(Task requirements) Reproduce every line from the start of the entries through the line containing "[(853, 111)]", inclusive, requests included, shifting each coordinate in the pins up by 138 while leaving the coordinates in the requests and their sample outputs unchanged.

☆ ☆ ☆

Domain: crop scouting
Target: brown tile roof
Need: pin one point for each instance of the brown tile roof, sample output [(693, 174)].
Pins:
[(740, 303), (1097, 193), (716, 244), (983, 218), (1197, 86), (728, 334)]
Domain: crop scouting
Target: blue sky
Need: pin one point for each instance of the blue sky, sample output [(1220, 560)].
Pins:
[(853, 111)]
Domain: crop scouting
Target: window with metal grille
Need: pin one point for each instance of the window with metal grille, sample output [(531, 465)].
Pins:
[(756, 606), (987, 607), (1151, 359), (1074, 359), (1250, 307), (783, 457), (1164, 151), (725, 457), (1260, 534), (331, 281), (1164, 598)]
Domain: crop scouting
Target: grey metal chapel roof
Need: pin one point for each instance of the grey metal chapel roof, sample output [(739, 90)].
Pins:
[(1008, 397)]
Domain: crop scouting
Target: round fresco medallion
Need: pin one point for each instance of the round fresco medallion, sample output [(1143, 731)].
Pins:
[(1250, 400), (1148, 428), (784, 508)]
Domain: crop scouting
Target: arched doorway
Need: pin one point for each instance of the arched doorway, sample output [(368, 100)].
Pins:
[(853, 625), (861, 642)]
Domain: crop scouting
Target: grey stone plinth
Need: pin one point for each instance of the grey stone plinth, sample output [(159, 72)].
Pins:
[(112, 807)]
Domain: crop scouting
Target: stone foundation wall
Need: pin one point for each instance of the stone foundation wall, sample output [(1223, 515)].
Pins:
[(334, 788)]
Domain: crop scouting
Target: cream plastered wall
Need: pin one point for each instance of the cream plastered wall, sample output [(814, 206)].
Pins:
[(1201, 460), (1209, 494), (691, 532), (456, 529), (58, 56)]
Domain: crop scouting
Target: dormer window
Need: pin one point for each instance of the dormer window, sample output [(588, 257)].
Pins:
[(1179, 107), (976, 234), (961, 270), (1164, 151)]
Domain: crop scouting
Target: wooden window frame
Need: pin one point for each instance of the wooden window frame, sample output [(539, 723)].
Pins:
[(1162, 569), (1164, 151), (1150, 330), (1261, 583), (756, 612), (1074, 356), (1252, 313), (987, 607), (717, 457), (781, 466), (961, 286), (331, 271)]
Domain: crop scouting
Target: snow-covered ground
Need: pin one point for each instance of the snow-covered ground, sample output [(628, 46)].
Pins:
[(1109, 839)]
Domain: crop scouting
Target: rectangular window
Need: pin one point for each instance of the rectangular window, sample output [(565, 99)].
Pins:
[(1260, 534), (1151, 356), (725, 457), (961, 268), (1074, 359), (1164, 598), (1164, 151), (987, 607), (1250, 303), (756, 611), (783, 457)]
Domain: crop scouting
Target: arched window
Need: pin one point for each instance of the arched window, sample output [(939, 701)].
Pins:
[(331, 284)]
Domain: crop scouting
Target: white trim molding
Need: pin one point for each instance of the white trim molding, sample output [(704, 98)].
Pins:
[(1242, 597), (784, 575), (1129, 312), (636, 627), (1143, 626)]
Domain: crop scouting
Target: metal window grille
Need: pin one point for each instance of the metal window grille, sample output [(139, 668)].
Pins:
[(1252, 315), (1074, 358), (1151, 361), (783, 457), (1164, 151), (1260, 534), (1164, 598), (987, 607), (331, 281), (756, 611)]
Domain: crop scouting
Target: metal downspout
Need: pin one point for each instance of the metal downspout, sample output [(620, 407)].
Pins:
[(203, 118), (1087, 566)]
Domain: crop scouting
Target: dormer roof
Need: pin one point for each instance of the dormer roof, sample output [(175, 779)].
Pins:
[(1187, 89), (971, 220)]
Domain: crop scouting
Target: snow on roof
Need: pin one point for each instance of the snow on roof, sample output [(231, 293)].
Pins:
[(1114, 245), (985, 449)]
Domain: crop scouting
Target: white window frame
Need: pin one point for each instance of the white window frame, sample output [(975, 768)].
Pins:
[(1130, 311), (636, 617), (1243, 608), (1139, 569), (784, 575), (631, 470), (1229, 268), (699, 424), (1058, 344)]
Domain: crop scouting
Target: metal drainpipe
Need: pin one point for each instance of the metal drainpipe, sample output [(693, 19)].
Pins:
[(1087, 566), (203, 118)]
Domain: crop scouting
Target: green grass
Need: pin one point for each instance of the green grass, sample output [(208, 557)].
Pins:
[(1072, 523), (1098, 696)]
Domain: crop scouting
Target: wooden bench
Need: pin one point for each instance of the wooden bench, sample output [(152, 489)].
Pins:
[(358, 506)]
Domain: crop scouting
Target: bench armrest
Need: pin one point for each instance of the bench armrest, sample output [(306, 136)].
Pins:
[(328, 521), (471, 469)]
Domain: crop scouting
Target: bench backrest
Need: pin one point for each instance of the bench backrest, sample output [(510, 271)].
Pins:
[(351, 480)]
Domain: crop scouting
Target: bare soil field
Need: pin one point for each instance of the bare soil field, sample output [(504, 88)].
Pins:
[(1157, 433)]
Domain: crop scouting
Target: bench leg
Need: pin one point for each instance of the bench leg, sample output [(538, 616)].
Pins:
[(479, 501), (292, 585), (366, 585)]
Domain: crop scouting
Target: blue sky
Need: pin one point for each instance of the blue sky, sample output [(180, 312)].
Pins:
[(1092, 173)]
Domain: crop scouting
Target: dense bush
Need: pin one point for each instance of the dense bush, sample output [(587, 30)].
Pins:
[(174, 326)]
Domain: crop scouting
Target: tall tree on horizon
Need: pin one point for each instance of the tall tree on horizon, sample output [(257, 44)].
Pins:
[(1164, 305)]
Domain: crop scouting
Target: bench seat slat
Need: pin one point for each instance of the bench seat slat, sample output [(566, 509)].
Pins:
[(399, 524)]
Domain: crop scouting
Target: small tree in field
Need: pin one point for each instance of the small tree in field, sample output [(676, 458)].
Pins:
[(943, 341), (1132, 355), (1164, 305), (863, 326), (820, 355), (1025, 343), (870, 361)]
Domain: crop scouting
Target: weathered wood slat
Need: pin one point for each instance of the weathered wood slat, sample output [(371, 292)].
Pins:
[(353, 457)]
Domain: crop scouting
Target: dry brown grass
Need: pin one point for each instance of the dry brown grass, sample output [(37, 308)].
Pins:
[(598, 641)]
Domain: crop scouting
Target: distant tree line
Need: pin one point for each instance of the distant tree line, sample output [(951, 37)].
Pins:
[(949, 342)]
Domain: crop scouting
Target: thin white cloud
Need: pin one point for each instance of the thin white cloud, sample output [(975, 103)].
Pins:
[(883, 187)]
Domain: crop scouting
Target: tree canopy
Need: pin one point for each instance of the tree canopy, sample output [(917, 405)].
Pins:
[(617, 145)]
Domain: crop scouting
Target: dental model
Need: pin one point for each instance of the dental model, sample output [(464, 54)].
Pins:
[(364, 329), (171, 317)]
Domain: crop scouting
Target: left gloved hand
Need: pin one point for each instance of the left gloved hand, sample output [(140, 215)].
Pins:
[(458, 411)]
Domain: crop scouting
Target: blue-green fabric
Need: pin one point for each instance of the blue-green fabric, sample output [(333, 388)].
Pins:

☆ ☆ ☆

(Solution)
Domain: crop scouting
Target: brown tile roof
Need: pin one point for each instance of the brown tile roof, sample output [(693, 174)].
Pins:
[(878, 441), (1235, 331), (854, 382), (1121, 356), (1335, 224), (866, 472)]
Domain: crop scouting
Target: blue sky
Need: pin one point for each instance of the blue sky, sample output [(1220, 560)].
Pins:
[(991, 249)]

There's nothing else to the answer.